What you are asked to do: All of the records below must be output exactly, with no pictures carried over.

Data excerpts
>>
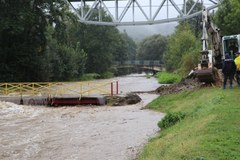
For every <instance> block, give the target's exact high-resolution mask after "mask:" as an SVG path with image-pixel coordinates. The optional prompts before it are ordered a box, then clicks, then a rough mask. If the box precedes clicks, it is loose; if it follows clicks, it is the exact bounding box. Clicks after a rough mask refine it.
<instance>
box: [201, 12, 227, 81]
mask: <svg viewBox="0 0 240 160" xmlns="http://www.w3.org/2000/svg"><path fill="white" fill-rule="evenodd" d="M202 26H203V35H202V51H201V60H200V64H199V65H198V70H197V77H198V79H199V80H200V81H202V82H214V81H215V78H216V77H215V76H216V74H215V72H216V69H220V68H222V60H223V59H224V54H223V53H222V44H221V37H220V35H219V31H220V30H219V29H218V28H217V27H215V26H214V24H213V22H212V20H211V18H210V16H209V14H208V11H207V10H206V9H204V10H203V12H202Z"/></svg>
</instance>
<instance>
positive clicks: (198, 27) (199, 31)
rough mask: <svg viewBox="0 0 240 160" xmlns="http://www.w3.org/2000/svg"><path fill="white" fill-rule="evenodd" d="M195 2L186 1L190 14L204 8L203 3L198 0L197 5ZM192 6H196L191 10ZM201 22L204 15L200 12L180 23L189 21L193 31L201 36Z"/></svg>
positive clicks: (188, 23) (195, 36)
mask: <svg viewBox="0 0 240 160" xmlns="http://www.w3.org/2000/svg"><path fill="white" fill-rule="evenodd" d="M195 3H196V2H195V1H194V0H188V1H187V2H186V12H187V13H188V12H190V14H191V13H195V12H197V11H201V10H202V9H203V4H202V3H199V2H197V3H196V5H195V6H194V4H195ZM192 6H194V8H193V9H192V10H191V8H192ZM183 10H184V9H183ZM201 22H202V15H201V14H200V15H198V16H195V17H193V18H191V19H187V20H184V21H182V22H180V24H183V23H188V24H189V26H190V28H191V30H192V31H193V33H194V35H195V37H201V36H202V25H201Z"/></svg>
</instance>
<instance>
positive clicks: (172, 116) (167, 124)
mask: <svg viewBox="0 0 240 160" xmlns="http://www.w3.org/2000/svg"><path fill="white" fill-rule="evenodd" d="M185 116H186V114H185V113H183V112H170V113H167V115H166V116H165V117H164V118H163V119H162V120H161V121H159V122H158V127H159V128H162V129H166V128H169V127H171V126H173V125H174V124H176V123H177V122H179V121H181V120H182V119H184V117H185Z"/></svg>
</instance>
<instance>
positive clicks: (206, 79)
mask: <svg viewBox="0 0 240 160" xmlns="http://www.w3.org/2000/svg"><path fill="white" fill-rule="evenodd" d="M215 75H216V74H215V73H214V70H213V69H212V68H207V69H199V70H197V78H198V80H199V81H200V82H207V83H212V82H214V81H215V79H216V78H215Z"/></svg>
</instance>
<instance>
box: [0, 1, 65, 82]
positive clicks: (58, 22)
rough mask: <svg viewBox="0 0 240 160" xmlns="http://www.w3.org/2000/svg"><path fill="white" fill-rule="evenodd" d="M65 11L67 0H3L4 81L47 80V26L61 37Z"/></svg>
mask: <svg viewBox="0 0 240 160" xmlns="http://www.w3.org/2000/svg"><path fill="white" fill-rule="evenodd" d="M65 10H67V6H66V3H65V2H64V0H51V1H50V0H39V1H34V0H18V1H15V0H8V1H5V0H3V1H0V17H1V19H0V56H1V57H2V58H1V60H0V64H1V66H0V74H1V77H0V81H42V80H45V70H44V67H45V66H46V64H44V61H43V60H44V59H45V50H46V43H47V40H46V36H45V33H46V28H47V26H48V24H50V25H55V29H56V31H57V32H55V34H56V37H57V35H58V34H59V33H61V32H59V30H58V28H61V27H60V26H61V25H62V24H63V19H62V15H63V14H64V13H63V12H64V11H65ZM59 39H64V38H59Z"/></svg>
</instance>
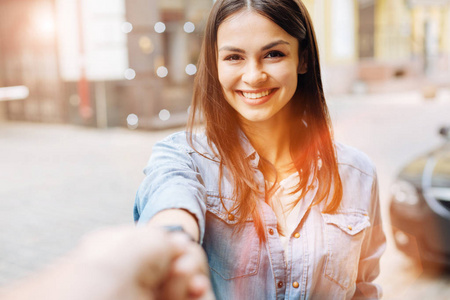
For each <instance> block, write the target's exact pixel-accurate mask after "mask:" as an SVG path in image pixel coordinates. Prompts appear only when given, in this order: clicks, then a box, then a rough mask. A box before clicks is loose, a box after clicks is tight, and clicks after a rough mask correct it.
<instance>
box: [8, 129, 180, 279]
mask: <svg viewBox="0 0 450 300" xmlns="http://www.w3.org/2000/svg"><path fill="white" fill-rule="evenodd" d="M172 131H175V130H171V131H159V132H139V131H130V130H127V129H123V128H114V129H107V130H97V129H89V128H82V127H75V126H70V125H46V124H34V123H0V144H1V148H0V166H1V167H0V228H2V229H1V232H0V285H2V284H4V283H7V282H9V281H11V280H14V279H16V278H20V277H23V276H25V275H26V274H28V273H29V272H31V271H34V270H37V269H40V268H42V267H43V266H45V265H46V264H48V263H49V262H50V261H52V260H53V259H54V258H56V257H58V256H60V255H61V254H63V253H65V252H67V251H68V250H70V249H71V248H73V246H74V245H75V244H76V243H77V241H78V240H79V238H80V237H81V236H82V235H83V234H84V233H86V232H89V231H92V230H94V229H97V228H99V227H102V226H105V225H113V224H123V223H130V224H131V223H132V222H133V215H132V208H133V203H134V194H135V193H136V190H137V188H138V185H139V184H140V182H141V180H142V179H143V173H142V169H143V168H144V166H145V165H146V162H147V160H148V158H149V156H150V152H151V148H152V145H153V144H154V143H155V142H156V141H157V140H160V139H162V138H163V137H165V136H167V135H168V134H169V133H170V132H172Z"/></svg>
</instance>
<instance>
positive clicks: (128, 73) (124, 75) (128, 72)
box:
<<
Solution to the problem:
For every <instance> block, give the target's exact high-resolution mask after "mask:" as an SVG path with image-pixel coordinates. The optional prompts before it are ordered a box, then clicks, then a rough mask. If the box precedes clicks, it is loose; if it follows clicks, it is the exact bounding box. Clicks after a rough mask refine it.
<instance>
box: [201, 12, 227, 81]
mask: <svg viewBox="0 0 240 160" xmlns="http://www.w3.org/2000/svg"><path fill="white" fill-rule="evenodd" d="M202 26H203V35H202V51H201V60H200V64H199V65H198V70H197V77H198V79H199V80H200V81H202V82H214V81H215V78H216V77H215V76H216V74H215V72H216V69H220V68H222V60H223V59H224V54H223V53H222V44H221V37H220V35H219V31H220V30H219V29H218V28H217V27H215V26H214V24H213V22H212V20H211V18H210V16H209V14H208V11H207V10H206V9H204V10H203V12H202Z"/></svg>
</instance>
<instance>
positive clicks: (198, 27) (199, 31)
rough mask: <svg viewBox="0 0 240 160" xmlns="http://www.w3.org/2000/svg"><path fill="white" fill-rule="evenodd" d="M195 2L186 1L190 14L204 8L203 3L198 0L197 5ZM192 6H196L191 10ZM201 22L204 15L200 12L180 23L189 21L193 31L201 36Z"/></svg>
positive clicks: (188, 23) (195, 36)
mask: <svg viewBox="0 0 240 160" xmlns="http://www.w3.org/2000/svg"><path fill="white" fill-rule="evenodd" d="M195 3H196V2H195V1H194V0H188V1H187V2H186V12H187V13H188V12H190V14H191V13H195V12H197V11H201V10H202V9H203V4H202V3H199V2H197V3H196V5H195V6H194V4H195ZM192 6H194V8H193V9H192V10H191V8H192ZM183 10H184V9H183ZM201 22H202V15H201V14H200V15H198V16H195V17H193V18H191V19H187V20H184V21H182V22H180V24H183V23H188V24H189V26H190V28H191V30H192V31H193V33H194V35H195V37H201V36H202V25H201Z"/></svg>
</instance>
<instance>
positive clicks: (172, 116) (167, 124)
mask: <svg viewBox="0 0 240 160" xmlns="http://www.w3.org/2000/svg"><path fill="white" fill-rule="evenodd" d="M185 116H186V114H185V113H183V112H170V113H167V115H166V116H165V117H164V118H163V119H162V120H161V121H159V122H158V127H159V128H162V129H166V128H169V127H171V126H173V125H174V124H176V123H177V122H179V121H181V120H182V119H184V117H185Z"/></svg>
</instance>
<instance>
positive clicks: (206, 79)
mask: <svg viewBox="0 0 240 160" xmlns="http://www.w3.org/2000/svg"><path fill="white" fill-rule="evenodd" d="M215 75H216V74H215V73H214V70H213V69H212V68H207V69H199V70H197V78H198V80H199V81H200V82H207V83H212V82H214V81H215V79H216V78H215Z"/></svg>
</instance>
<instance>
box: [0, 1, 65, 82]
positive clicks: (58, 22)
rough mask: <svg viewBox="0 0 240 160" xmlns="http://www.w3.org/2000/svg"><path fill="white" fill-rule="evenodd" d="M65 11L67 0H3L4 81L47 80V26L61 37Z"/></svg>
mask: <svg viewBox="0 0 240 160" xmlns="http://www.w3.org/2000/svg"><path fill="white" fill-rule="evenodd" d="M65 10H67V6H66V3H65V2H64V0H51V1H50V0H39V1H34V0H18V1H15V0H8V1H5V0H3V1H0V17H1V19H0V56H1V57H2V58H1V60H0V64H1V66H0V74H1V77H0V81H42V80H45V70H44V67H45V66H46V64H44V61H43V60H44V59H45V50H46V43H47V40H46V36H45V33H46V28H47V26H48V24H50V25H55V29H56V31H57V32H55V34H56V37H57V35H58V34H59V33H61V32H59V30H58V28H61V27H60V26H61V25H62V24H63V19H62V15H63V14H64V13H63V12H64V11H65ZM59 39H64V38H59Z"/></svg>
</instance>
For each <instance> block, write the target's exact pixel-accurate mask after "mask:" as an SVG path in image pixel coordinates. Prompts appear only when given, in this order: clicks, then a box, then a rough mask. A box before clicks is loose, a box after clicks is tight, and clicks after a rough mask correct it.
<instance>
box: [8, 129, 180, 279]
mask: <svg viewBox="0 0 450 300" xmlns="http://www.w3.org/2000/svg"><path fill="white" fill-rule="evenodd" d="M172 131H175V130H171V131H159V132H139V131H130V130H127V129H123V128H114V129H107V130H97V129H89V128H82V127H75V126H70V125H46V124H34V123H0V144H1V148H0V166H1V167H0V228H2V229H1V232H0V285H2V284H4V283H7V282H9V281H11V280H14V279H16V278H20V277H23V276H25V275H26V274H28V273H29V272H31V271H34V270H37V269H40V268H42V267H43V266H45V265H46V264H48V263H49V262H50V261H52V260H53V259H54V258H56V257H58V256H60V255H61V254H63V253H65V252H67V251H68V250H70V249H71V248H73V246H74V245H75V244H76V243H77V241H78V240H79V238H80V237H81V236H82V235H83V234H84V233H86V232H89V231H92V230H94V229H97V228H99V227H102V226H105V225H113V224H123V223H130V224H131V223H132V222H133V215H132V208H133V203H134V194H135V193H136V190H137V188H138V185H139V184H140V182H141V180H142V179H143V173H142V169H143V168H144V166H145V165H146V162H147V160H148V158H149V156H150V152H151V148H152V145H153V144H154V143H155V142H156V141H157V140H160V139H162V138H163V137H165V136H167V135H168V134H169V133H170V132H172Z"/></svg>
</instance>
<instance>
positive clicks: (128, 73) (124, 75) (128, 72)
box:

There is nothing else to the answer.